## begin SUPPLIED RECORDS

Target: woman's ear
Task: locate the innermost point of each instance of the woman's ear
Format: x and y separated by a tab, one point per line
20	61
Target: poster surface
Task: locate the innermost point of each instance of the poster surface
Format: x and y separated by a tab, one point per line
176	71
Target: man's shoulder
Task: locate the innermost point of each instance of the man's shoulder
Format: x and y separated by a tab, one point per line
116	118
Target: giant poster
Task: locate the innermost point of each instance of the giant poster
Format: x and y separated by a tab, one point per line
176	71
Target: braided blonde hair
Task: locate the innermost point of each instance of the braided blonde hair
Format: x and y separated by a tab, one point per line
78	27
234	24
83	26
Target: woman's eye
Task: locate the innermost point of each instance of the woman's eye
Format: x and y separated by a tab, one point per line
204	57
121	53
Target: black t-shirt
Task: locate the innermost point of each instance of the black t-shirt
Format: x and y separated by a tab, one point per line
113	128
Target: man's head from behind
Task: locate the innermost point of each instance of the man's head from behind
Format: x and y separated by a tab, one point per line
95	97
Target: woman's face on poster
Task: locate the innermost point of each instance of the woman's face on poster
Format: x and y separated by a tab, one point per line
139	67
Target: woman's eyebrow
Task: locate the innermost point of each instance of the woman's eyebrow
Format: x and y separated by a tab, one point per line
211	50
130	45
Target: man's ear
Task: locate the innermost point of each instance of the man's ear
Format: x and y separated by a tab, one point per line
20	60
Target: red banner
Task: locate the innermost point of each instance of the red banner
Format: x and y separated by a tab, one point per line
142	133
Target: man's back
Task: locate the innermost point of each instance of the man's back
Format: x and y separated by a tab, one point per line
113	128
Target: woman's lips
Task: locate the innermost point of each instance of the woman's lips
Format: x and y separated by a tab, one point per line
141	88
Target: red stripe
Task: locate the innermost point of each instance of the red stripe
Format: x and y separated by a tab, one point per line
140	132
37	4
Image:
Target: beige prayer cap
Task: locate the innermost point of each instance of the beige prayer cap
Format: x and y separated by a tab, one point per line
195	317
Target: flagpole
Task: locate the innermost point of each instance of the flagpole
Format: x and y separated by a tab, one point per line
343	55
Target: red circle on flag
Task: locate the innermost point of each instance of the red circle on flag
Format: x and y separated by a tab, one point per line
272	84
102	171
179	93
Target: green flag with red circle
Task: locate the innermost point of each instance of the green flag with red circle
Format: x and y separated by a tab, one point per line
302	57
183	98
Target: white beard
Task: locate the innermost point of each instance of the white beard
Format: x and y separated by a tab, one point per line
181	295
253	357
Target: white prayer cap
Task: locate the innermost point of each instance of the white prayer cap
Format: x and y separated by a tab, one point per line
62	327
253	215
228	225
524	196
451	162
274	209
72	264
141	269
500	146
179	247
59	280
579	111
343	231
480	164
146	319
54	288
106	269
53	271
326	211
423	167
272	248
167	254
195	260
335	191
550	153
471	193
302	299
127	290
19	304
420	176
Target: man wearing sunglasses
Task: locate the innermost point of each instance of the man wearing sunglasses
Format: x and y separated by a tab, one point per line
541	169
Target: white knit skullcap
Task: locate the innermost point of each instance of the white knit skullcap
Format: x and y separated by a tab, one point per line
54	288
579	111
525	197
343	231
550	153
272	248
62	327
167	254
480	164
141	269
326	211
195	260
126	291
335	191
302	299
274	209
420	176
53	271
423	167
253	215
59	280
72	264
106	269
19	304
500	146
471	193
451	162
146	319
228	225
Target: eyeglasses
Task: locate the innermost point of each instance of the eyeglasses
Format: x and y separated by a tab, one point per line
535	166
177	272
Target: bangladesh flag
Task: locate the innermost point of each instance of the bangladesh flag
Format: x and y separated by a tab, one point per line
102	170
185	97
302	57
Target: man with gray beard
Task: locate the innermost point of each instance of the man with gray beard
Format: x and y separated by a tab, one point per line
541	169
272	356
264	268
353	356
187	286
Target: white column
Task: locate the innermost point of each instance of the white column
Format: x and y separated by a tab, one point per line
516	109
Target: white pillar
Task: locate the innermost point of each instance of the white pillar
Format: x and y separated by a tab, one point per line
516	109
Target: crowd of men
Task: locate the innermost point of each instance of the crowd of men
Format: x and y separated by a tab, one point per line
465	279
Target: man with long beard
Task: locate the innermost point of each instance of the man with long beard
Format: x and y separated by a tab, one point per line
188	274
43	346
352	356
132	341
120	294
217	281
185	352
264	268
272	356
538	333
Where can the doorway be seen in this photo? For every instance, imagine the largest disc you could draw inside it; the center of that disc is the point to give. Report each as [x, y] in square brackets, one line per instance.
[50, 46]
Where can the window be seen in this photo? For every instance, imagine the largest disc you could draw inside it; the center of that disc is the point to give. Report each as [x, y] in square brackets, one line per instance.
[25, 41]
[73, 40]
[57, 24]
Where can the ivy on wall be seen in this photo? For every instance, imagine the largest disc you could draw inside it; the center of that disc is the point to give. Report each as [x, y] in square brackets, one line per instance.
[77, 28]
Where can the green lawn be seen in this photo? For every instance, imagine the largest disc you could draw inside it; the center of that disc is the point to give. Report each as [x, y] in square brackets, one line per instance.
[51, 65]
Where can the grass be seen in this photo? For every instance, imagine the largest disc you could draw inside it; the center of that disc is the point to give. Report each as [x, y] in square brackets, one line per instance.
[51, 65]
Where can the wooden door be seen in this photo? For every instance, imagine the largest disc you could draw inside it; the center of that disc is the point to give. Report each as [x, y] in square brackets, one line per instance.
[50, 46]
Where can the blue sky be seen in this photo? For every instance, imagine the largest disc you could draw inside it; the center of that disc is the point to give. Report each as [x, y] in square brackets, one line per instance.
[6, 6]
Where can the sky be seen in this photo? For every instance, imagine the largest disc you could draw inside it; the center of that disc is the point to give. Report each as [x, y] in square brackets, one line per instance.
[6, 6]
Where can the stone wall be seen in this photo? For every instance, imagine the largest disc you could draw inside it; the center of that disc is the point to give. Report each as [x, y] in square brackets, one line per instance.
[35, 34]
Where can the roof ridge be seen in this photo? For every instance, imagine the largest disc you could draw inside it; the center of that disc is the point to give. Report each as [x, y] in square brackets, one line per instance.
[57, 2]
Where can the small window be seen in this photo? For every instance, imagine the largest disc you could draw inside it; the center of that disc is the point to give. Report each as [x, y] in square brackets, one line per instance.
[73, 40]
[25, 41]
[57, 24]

## end SUPPLIED RECORDS

__WRITTEN PROBLEM__. In the listing above, find the line containing "Where can the stone" and please quote exactly that line through the last one, and no other lines.

__RESULT OF THE TASK__.
Where can the stone wall be seen in this photo? For every instance, imagine the largest disc you could draw inside it; the center of that disc is the point to give. Report each as [x, y] in square brackets, one line per instance.
[35, 34]
Where can the roof ridge be seen in this photo? For every instance, imagine the largest disc you could draw inside it; the center of that disc is the point to give. Report each as [x, y] in square brackets, one line per instance.
[57, 2]
Where can the small window be seen in this photo? For every instance, imagine the largest disc you could draw inside it; the center of that disc is the point to give. Report each as [x, y] in square brackets, one line per instance.
[73, 40]
[25, 41]
[57, 24]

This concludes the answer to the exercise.